• **Request**
From the listing below, extract the lines beginning with the one that contains "Where can the bride's updo" and stopping after the one that contains "<point>114,214</point>". Reproduce each line verbatim.

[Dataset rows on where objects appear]
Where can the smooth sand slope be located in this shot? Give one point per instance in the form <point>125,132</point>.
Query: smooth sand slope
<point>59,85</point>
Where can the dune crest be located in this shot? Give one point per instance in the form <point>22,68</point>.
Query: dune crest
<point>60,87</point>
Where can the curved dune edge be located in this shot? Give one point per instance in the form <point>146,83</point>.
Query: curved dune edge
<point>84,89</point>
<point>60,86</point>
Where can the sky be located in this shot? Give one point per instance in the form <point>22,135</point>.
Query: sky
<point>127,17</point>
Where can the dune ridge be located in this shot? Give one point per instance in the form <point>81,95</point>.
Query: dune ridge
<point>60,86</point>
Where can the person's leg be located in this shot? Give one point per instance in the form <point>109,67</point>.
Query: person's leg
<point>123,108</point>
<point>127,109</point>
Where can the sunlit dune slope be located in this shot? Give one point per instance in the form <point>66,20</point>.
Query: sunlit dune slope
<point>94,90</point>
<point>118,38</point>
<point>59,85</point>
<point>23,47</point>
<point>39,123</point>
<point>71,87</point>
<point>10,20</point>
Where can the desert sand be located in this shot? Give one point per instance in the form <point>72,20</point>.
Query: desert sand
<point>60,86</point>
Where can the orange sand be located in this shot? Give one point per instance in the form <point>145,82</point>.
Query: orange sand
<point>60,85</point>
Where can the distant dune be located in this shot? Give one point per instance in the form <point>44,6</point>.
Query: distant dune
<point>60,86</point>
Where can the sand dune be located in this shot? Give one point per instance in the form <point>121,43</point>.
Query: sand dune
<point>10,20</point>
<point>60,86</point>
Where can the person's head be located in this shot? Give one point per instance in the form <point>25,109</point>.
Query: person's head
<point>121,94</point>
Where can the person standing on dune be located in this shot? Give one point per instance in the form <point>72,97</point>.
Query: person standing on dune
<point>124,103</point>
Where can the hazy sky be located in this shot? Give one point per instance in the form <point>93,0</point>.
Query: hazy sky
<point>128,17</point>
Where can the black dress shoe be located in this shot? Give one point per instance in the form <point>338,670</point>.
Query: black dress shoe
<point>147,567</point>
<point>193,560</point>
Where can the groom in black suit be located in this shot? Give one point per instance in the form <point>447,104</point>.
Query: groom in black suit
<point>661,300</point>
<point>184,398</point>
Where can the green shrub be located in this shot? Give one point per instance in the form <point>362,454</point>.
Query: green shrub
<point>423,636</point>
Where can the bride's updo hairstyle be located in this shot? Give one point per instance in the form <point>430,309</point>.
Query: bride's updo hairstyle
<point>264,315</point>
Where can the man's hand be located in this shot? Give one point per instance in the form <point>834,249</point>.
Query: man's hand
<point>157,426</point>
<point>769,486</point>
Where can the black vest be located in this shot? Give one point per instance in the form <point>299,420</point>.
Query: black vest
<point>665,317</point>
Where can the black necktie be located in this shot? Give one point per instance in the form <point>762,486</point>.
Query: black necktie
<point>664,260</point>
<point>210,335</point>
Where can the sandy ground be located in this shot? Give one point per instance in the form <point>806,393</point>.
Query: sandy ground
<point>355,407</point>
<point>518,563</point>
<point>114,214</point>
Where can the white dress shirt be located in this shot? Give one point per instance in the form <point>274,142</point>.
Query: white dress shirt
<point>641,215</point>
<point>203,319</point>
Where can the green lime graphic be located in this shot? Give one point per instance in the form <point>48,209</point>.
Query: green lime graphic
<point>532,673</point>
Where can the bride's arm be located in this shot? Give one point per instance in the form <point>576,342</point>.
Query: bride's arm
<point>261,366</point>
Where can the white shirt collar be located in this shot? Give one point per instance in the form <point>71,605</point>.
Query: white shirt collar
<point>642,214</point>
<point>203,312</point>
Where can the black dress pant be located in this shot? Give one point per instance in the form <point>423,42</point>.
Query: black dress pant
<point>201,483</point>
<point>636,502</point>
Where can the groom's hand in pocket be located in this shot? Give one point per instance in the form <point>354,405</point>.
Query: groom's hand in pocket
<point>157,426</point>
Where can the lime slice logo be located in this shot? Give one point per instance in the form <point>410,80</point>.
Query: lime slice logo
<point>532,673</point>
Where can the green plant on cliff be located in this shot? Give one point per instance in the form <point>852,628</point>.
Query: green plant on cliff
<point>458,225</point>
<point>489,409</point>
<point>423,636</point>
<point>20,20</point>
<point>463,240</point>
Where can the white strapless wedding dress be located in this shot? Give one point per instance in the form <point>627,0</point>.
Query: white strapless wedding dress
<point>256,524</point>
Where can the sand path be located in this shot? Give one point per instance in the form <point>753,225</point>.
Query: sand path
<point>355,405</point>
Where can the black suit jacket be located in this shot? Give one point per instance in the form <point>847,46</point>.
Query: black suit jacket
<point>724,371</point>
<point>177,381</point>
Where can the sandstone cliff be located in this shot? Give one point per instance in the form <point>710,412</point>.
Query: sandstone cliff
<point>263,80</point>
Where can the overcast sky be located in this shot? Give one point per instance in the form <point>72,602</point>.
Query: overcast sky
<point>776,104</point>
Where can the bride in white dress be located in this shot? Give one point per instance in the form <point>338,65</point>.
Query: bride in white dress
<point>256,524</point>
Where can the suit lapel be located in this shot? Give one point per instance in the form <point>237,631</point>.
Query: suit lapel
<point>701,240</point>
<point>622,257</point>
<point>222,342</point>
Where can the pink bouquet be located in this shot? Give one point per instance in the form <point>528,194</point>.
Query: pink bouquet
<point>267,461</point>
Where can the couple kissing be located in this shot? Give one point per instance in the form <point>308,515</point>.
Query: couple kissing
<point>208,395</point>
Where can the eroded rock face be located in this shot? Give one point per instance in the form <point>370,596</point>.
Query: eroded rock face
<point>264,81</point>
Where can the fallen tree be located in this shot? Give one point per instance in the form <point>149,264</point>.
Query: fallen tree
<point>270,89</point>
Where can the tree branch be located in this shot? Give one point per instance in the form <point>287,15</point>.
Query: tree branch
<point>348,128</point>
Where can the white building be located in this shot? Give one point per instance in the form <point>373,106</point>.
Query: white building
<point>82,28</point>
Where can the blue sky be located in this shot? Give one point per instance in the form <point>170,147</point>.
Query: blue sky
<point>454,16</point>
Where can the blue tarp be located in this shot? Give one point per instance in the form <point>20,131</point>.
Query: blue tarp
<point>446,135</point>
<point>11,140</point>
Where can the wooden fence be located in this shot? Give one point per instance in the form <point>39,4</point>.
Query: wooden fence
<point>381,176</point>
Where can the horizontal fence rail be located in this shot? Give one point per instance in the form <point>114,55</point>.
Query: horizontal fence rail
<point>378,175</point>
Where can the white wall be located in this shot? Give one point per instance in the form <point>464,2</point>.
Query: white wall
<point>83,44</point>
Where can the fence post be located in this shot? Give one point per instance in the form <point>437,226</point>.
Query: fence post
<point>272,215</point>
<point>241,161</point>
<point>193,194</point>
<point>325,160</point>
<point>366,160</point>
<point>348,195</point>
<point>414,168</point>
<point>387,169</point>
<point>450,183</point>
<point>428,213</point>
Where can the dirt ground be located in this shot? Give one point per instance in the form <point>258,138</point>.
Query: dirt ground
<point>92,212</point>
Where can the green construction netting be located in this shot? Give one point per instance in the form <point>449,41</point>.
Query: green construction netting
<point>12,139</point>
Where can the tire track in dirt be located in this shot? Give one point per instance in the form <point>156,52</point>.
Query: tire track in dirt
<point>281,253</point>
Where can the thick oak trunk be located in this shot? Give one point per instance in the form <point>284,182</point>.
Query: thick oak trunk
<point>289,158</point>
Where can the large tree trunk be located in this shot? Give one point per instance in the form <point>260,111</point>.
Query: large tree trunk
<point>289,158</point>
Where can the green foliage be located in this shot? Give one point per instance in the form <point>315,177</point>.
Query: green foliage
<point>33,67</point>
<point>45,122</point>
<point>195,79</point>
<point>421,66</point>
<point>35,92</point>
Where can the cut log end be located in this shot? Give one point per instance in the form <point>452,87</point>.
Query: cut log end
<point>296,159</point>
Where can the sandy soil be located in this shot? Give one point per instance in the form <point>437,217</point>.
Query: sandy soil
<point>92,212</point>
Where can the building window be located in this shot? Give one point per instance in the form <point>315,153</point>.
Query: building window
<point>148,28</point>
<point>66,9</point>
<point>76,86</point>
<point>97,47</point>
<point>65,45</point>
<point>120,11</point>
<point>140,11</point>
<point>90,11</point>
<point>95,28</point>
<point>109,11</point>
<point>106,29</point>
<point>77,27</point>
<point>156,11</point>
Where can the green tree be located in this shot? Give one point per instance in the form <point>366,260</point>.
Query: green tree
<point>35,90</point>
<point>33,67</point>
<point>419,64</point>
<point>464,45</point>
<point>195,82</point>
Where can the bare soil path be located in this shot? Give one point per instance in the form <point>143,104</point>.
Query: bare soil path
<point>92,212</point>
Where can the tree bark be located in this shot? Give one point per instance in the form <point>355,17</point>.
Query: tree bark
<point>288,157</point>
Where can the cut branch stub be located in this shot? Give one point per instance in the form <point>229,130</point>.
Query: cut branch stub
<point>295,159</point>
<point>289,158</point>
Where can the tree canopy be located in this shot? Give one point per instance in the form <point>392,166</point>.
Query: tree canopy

• **Worked answer**
Where can the bride's updo hairstyle be located in this shot? Give one point per instance in the form <point>430,309</point>.
Query: bride's updo hairstyle
<point>264,315</point>
Where can the man's hand be located in this shot? Give one point per instance in the form <point>834,249</point>.
Query: man's hand
<point>157,426</point>
<point>769,486</point>
Where can the black vest be located in this shot? Give one point per instance in the form <point>299,420</point>.
Query: black vest
<point>665,317</point>
Where can the black necktie be located in this shot? Give one point per instance in the form <point>762,486</point>.
Query: black necktie
<point>664,260</point>
<point>210,335</point>
Where can the sandy ground be located in this shot? Give one point per instance in the form <point>806,393</point>.
Query: sandy ground
<point>355,407</point>
<point>518,563</point>
<point>114,214</point>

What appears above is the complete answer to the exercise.